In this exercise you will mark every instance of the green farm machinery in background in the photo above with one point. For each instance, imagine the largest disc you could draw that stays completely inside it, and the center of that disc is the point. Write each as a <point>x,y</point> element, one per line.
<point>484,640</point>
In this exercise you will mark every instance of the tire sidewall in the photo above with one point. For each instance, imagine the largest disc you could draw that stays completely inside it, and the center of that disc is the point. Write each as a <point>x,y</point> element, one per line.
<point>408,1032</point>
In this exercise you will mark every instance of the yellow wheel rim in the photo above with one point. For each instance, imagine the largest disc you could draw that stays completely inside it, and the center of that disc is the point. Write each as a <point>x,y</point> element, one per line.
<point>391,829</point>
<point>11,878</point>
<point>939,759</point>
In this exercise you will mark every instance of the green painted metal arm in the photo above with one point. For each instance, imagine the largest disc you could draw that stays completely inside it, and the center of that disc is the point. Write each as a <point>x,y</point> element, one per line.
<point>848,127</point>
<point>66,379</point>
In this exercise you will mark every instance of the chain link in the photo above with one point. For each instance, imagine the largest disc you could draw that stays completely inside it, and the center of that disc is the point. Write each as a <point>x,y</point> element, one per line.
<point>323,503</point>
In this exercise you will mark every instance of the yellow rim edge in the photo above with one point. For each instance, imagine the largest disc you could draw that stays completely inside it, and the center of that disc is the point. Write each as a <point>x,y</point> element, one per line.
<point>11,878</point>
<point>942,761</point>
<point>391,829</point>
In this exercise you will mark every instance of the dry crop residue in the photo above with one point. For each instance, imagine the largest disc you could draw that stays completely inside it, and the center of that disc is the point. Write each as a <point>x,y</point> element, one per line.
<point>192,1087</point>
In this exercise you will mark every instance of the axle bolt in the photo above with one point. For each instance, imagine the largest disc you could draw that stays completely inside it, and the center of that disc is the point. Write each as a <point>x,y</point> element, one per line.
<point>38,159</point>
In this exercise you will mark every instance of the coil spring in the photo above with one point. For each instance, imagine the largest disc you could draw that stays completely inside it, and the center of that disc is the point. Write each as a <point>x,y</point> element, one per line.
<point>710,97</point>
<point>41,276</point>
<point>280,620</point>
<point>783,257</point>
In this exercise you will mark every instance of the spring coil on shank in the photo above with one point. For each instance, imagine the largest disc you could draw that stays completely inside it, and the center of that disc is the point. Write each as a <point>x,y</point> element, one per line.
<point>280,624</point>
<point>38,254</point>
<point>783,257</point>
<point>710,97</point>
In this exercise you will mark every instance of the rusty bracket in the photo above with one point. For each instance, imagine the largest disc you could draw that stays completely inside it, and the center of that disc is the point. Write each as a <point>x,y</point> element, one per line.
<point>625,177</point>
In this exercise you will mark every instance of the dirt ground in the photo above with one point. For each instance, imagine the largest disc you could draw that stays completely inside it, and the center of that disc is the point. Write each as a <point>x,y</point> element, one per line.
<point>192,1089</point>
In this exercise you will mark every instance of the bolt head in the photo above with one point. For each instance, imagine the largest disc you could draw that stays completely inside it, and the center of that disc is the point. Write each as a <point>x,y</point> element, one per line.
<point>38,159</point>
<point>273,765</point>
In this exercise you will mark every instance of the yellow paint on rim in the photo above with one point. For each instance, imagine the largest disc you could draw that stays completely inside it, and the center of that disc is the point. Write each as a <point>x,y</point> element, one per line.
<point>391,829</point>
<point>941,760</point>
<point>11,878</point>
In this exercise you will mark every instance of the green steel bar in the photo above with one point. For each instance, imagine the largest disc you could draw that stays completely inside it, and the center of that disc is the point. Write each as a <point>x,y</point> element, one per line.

Required action:
This exercise requires an exact copy of all the records.

The completed task:
In this exercise you will mark every instance of the green farm machinery in background in the photo above with one point. For each instance, imagine the largest disc you could draw that stays completely inside it, and the center of that disc is the point. Write each as a <point>x,y</point> element, one per line.
<point>484,640</point>
In this exercise you will mark every instance of the tire sidewall in the photo above with one point. For each instance, imagine the largest disc you could draw that stays completely inside it, and the center of that disc is the point. Write each as a <point>x,y</point> element, one per line.
<point>408,1032</point>
In this exercise you will mark every instance of the yellow wheel rim in the photo above with one point. For each instance, imagine the largest disc you could draw that stays completely inside it, and the center of that disc is the point. Write each as a <point>x,y</point> element, one per line.
<point>391,829</point>
<point>11,878</point>
<point>939,759</point>
In this exercise you will mark every instance of the green painted metal arm in the photo above with one point. For each instance, imagine the largest disc you could draw that stays completely inside it, and the center of that disc is the point. Write each as a <point>x,y</point> element, one per line.
<point>848,127</point>
<point>66,379</point>
In this exercise you will mark every instance of the chain link in the photo above with one point. For each instance, imagine the largest disc you could draw that stays completely inside it, and the center of that disc is the point. Write each as a <point>x,y</point> element, one per line.
<point>323,503</point>
In this exercise you will mark every instance of the yellow rim edge in the photo above with one point. For each instance, imagine the largest disc you could draw that stays completely inside it, and the center of that disc is the point. Write each as a <point>x,y</point> element, one per line.
<point>11,878</point>
<point>942,761</point>
<point>391,829</point>
In this exercise you will mark every instance of the dry crop residue in the photo above with one point. For each instance, imagine the largest disc you could draw that stays completely inside it, and the center of that disc is the point. Write each as a <point>x,y</point> element, one per line.
<point>192,1087</point>
In this exercise you will mark every instance of the axle bolt in the photo above with one point. For each instance, imagine the largest disc you could draw that stays completely inside it, and the center of that disc is the point. Write each as a <point>x,y</point> element, one per line.
<point>38,159</point>
In this exercise you will mark every instance of the coil spring in the photo above with one point. For each instance, imagine the largest disc you could draw that stays completely inside it, and the center of that disc is the point. Write each as a <point>x,y</point> element, one per line.
<point>710,97</point>
<point>41,276</point>
<point>280,620</point>
<point>783,257</point>
In this exercise you will mark every instance of the spring coil on shank in the photo above with one point. For each instance, imagine the largest disc you could draw that stays completely inside it, and the center of that disc is the point. Write each as a <point>x,y</point> element, one per line.
<point>280,624</point>
<point>38,254</point>
<point>783,257</point>
<point>710,97</point>
In this exercise you will mark every instance of the rusty bracket in the photo above with one point. For each instance, imagine the largest disc you could draw that stays completely inside it, and the center of that disc is the point. Write each as a <point>x,y</point> element, one per line.
<point>625,177</point>
In this exercise you will mark every instance of the dirt ground in the photo above with one point. For each instance, imagine the largest disc you could draw that stays completely inside it, and the center of that disc is the point. Write each as a <point>x,y</point> element, one per line.
<point>192,1089</point>
In this exercise you will mark every instance of the bolt head in the photo above with one point. For each instance, imagine the largest disc you could draw that stays completely inside it, and the center of that disc is the point. Write each as a <point>x,y</point> element, one per line.
<point>38,159</point>
<point>273,765</point>
In this exercise you will mark every instance of the yellow paint on rim in the photo above with one point. For each instance, imagine the largest disc you could draw that stays completely inside it, and the center of that disc is the point. Write each as a <point>x,y</point> element, one per line.
<point>391,829</point>
<point>941,760</point>
<point>11,878</point>
In this exercise you will mark every instance of the green steel bar in the photo above with one point. For each instance, imagine the largest disc you could draw that stays completely inside it, and the center of that disc is the point. Write each as a <point>x,y</point> element, one per line.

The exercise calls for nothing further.